WHAT THE TASK ASKS:
In the court opinion, which vehicle did Country's personal vehicle policy issued to Gilbert Zurich cover?

TEXT:

>>>

APPEAL from the Circuit Court of Lake County; the Hon. HARRY D. STROUSE, JR., Judge, presiding.


Rehearing denied November 28, 1978.

Plaintiff, Johanna Zurich, brought this action against Country Mutual Insurance Company (Country), American Interstate Insurance Company of Wisconsin (American) and Everett C. Gentry (Gentry), asking that the court determine and adjudicate the rights and liabilities of the parties thereto with respect to the policies of insurance involved; that the court find that Country was obligated under its insurance policy issued to plaintiff's husband, to provide uninsured motorist coverage, and to compel arbitration by Country if no agreement to settle the claim under the uninsured motorist coverage was achieved. The trial court found for the plaintiff and entered a judgment order to compel arbitration. Country appeals.

Country insured Gilbert Zurich under a personal vehicle policy covering a 1972 Buick Skylark, which included uninsured motorist coverage. Plaintiff, wife of the insured, was driving this vehicle when she was involved in an automobile collision with an automobile driven and owned by Gentry, and insured by American. Subsequently, plaintiff filed suit (hereinafter referred to as the P.I. suit) against Gentry, who was served with summons under the Illinois long arm statute (Ill. Rev. Stat. 1975, ch. 110, par. 17). American was also notified of the P.I. suit and employed local counsel to defend Gentry. Country was not a party to the P.I. suit. Thereafter, upon notice to plaintiff's attorneys, American's attorneys filed a motion to withdraw as attorneys for Gentry on the ground of his non-cooperation, occasioned by his disappearance and their inability to locate him. The motion to withdraw was granted. Plaintiff then sent Country a notice of claim and selection of an arbitrator under the uninsured motorist coverage of the policy. Country responded, denying that there was uninsured motorist coverage as to this occurrence and refused to arbitrate.

Plaintiff then instituted this suit for declaratory judgment, joining as defendants Country, American and Gentry; both Country and American were served with summons and appeared by counsel. Plaintiff's complaint alleged the facts set forth above including the withdrawal of American's defense based on Gentry's violation of his requirements as an insured with American. Further, attached to the complaint was a copy of American's motion to withdraw in the P.I. suit describing American's attorneys' efforts to locate Gentry who had moved without leaving a forwarding address and the inability of private investigators hired by American to locate him. Country filed an answer which admitted the foregoing but denied any liability under the uninsured motorist coverage of plaintiff's policy; the answer further set forth an affirmative defense alleging that American improperly denied coverage to Gentry and that it failed to prove Gentry's non-cooperation. American filed a reply denying the allegations of Country's affirmative defense.

Memorandums of law were submitted to the trial court and thereafter the cause came on for hearing based on the pleadings, exhibits and statements of counsel representing plaintiff and Country and American. It appears from the record of this hearing that Gentry had been indicted for burglary by the Lake County grand jury on September 2, 1975, and that a bench warrant was issued for his arrest and his bond was fixed at $10,000; that the warrant has never been served and that this criminal proceeding is still pending. It further appears that at this hearing the trial court indicated it was ready to decide the case; counsel for American was present and indicated he had witnesses available; counsel for Country considered making an offer of proof; court was recessed and there was no further evidence offered. The trial court entered an order requiring Country to proceed with the resolution and arbitration of plaintiff's uninsured motorist claim.

<<<

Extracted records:
>>>

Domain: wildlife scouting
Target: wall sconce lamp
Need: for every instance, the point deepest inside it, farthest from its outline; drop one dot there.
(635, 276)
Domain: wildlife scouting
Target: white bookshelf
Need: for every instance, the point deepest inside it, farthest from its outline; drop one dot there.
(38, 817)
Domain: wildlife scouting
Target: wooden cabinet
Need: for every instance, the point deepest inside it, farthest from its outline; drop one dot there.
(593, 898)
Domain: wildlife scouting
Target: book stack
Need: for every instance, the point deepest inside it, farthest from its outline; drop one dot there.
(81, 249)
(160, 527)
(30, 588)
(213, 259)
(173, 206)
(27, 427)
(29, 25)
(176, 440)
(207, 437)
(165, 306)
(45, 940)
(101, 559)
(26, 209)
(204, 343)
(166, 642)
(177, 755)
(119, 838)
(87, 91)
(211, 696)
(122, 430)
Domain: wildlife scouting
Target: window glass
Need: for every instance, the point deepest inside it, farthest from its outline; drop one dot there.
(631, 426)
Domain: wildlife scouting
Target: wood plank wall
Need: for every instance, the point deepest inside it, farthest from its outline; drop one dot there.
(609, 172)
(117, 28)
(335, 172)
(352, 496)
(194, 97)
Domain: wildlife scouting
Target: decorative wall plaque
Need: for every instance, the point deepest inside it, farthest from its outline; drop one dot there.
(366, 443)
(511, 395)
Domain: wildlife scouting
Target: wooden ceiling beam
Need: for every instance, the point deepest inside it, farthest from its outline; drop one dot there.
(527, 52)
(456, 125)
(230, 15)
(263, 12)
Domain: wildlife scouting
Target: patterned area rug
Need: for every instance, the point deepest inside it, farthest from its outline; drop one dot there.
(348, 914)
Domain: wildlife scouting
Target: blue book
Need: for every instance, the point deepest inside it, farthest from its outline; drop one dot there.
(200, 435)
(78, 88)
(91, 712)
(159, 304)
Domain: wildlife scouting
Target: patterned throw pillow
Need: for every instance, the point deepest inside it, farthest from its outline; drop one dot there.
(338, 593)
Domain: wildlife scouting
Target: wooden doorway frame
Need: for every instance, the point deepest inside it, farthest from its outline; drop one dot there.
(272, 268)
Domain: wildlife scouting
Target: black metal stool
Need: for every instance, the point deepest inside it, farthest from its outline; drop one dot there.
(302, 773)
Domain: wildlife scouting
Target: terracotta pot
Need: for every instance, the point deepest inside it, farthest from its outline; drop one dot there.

<<<

WRITTEN ANSWER:
A 1972 Buick Skylark.